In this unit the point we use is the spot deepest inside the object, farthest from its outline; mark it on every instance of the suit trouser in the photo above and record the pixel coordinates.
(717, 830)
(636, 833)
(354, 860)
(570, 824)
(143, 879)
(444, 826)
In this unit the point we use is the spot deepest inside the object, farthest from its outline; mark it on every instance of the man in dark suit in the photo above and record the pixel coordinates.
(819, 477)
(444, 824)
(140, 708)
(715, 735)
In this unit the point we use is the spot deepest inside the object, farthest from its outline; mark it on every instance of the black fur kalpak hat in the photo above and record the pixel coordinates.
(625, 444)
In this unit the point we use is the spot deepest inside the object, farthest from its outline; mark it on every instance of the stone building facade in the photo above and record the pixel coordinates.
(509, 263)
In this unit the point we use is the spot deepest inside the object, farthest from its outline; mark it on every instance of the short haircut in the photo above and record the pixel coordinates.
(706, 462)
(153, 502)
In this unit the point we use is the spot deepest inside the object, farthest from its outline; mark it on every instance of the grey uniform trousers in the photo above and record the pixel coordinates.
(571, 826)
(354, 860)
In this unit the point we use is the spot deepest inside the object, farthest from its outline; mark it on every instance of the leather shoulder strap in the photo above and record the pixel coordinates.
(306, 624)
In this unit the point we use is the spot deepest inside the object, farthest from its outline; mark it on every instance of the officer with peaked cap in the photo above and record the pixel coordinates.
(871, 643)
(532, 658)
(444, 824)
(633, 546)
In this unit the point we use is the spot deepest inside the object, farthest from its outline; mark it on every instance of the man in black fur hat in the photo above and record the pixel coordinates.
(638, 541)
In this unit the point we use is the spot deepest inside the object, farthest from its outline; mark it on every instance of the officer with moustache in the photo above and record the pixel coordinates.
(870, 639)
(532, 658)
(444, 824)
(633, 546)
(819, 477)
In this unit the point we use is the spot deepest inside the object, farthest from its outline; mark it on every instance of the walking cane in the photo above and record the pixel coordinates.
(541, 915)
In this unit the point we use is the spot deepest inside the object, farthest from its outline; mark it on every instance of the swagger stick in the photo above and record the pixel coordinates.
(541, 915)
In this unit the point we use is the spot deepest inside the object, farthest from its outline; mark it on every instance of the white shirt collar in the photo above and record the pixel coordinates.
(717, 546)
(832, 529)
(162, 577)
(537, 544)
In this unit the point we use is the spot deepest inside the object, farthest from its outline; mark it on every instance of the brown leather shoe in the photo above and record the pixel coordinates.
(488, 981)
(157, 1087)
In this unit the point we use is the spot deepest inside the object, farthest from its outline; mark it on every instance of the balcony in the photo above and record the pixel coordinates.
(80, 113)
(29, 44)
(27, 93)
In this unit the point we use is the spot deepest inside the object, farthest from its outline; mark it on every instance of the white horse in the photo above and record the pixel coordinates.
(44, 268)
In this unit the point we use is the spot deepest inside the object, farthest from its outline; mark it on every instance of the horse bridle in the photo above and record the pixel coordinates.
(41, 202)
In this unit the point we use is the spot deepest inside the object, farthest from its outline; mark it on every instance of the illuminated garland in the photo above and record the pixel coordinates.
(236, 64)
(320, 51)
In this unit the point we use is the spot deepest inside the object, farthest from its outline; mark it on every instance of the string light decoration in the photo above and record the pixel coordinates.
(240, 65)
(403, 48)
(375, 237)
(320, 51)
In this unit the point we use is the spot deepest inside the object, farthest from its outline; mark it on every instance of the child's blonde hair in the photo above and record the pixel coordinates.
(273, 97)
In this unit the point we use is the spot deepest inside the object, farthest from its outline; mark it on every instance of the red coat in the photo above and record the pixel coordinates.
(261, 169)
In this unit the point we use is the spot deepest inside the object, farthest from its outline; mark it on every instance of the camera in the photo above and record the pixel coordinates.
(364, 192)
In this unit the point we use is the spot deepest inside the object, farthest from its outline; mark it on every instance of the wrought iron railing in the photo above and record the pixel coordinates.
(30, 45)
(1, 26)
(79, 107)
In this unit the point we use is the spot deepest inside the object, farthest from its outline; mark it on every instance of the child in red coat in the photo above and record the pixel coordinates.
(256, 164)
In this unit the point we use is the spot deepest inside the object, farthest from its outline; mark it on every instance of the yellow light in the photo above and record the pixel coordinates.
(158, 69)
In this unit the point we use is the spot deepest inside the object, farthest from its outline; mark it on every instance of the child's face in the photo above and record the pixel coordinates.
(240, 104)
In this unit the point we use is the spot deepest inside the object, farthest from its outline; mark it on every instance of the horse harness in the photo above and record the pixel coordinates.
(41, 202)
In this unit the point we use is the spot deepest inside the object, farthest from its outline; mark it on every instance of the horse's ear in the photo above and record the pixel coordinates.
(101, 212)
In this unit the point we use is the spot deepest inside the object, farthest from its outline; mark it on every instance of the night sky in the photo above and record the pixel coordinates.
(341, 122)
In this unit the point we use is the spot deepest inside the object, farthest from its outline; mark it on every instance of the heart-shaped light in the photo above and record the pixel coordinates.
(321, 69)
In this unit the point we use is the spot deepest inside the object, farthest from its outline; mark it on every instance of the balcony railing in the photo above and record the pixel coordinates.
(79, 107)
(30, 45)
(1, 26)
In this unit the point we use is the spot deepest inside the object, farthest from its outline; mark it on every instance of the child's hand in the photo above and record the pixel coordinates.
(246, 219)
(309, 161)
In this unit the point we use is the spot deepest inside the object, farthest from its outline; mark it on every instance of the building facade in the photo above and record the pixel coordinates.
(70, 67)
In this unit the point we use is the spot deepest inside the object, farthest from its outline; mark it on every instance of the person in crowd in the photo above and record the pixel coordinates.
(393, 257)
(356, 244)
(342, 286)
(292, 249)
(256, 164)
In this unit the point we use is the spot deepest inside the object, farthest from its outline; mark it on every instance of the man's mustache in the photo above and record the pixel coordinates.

= = = =

- WORK ORDER:
Each line of the data above is to be duplicated exactly.

- TASK ANSWER:
In this unit the point we use is the spot deepest inside the object, farthest from its outline; mark it on every instance of the suit trouser in the photo above and record the pixel coordinates.
(717, 830)
(636, 833)
(354, 860)
(570, 824)
(143, 879)
(444, 826)
In this unit the point we use is the spot deepest inside the object, farthest from its outline; mark it on every instance of the man in dark suit in the photo above and record the pixel coordinates.
(819, 477)
(444, 824)
(140, 708)
(715, 735)
In this unit the point we use is the spot deepest inside the object, farthest from its outline; mark it on every instance of the black fur kalpak hat in the photo above and record the pixel coordinates.
(625, 444)
In this unit the point we use is the spot deepest inside the object, farthest from its outline; mark it on every instance of the stone building facade in the photo above and record the pixel coordinates.
(509, 263)
In this unit the point we use is the spot deepest inside the object, farthest from its outline; mark it on every instance of the short haircut in the photo above and record the pixel coordinates.
(706, 462)
(153, 502)
In this unit the point we use is the spot deepest inside the object, farthest from its outline; mark it on every instance of the grey uniform trousers in the photo above and record the pixel coordinates.
(571, 826)
(354, 860)
In this unit the point we use is the spot deepest inside the object, farthest from its outline; mark it on every instance of the leather shoulder strap in the photo above and record the pixel coordinates.
(306, 624)
In this unit the point we use is the spot deepest inside the object, farthest from its outline; mark it on every instance of the officer with peaked cap in the photo above and record the pixel coordinates.
(871, 643)
(532, 658)
(444, 824)
(633, 546)
In this unit the point we use is the spot deepest inside the object, farthest from its outline; mark it on every instance of the man in black fur hat in the photo above and record the pixel coordinates.
(638, 541)
In this unit the point we use is the spot deepest inside the object, farthest from its outline; mark it on every instance of the officer with moustache in the photo above and record the pixel coordinates.
(870, 639)
(532, 658)
(444, 824)
(633, 546)
(819, 477)
In this unit the point we use is the spot deepest inside the object, farthest from its outline; mark it on every instance of the walking cane in the photo above and record the pixel coordinates.
(541, 915)
In this unit the point we use is the spot deepest inside the object, farthest from its outline; mark it on every instance of the swagger stick in the photo above and record the pixel coordinates.
(541, 915)
In this unit the point we use is the spot deepest inside the object, farthest from its outline; mark it on every instance of the white shirt collar in the photo above and record the pixel coordinates.
(717, 546)
(832, 529)
(162, 577)
(537, 544)
In this unit the point we use is the spot deepest inside the object, farthest from its outline; mark it on every instance of the brown leather shoe in the photo above and record the pixel coordinates.
(488, 981)
(157, 1087)
In this unit the point we use is the spot deepest inside the object, farthest from its outline; mark it on every instance of the balcony in the photo above and record the pixel coordinates.
(80, 113)
(29, 44)
(27, 93)
In this unit the point we use is the spot deepest inside the object, farthest from its outline; mark it on every instance of the white horse in the photo above and record the pixel coordinates.
(44, 268)
In this unit the point we use is the spot deepest inside the object, farthest from its outline; mark it on every instance of the horse bridle in the photo above and record the pixel coordinates.
(41, 202)
In this unit the point we use is the spot deepest inside the object, farthest from its outline; mark it on every instance of the illuminated garland in the photo above and record the pixel coordinates.
(236, 64)
(320, 51)
In this unit the point we use is the spot deepest inside the object, farthest from its outline; mark it on every instance of the string light decoration in the photo above and record the pixel coordinates.
(240, 65)
(403, 48)
(375, 237)
(320, 51)
In this unit the point we use is the spot deepest inside the object, farthest from its outline; mark it on every instance of the child's blonde hair in the photo above and record the pixel coordinates.
(273, 97)
In this unit the point we use is the spot deepest inside the object, farthest from its outline; mark it on every instance of the red coat in the photo above and record the pixel coordinates.
(261, 169)
In this unit the point we use is the spot deepest inside the object, farthest from its outline; mark it on every instance of the camera in the photo above and record the pixel coordinates.
(364, 192)
In this unit the point we use is the spot deepest inside the object, farthest from its outline; mark it on every instance of the wrought iron railing in the photo above and record the pixel coordinates.
(30, 45)
(1, 26)
(79, 107)
In this unit the point we use is the spot deepest inside the object, farthest from its outline; mark it on every instance of the child in red coat in the photo above and record the pixel coordinates.
(256, 164)
In this unit the point we use is the spot deepest inside the object, farthest from its outline; mark it on every instance of the yellow light in the photo above and record the pixel coordinates.
(158, 69)
In this unit the point we use is the spot deepest inside the object, farthest from its outline; mark it on every instance of the child's face in the photo above and record the pixel coordinates.
(240, 104)
In this unit the point we use is the spot deepest inside the object, farthest from its outline; mark it on every instance of the horse harness in the photo above and record the pixel coordinates.
(41, 202)
In this unit the point we use is the spot deepest inside the object, farthest from its outline; mark it on every instance of the horse's ear in the photo above and record the pixel coordinates.
(101, 212)
In this unit the point we use is the spot deepest inside the object, farthest from its outline; mark it on every instance of the night sky in the photo above and record the pixel coordinates.
(341, 122)
In this unit the point we use is the spot deepest inside the object, farthest from its outline; mark it on every instance of the heart-shaped light in the photo above and record the pixel coordinates.
(321, 69)
In this unit the point we use is the spot deepest inside the object, farthest from its outline; mark it on every instance of the balcony railing in the photo above and record the pixel coordinates.
(79, 107)
(30, 45)
(1, 26)
In this unit the point we use is the spot deepest inside the object, farthest from its outline; mark it on every instance of the child's hand in the photo above and record the pixel coordinates.
(246, 219)
(309, 161)
In this unit the point we use is the spot deepest inside the object, farthest from its outline; mark it on every instance of the building facade in the photo above and record the pixel coordinates.
(70, 67)
In this unit the point we use is the spot deepest inside the object, farthest from its outline; mark it on every instance of the person in crowd in the photo above and record the pixel coordinates.
(393, 257)
(356, 244)
(342, 286)
(292, 249)
(256, 164)
In this unit the point we use is the spot deepest inside the object, farthest from its outline; mark it on every instance of the man's mustache in the photo above and record the pixel coordinates.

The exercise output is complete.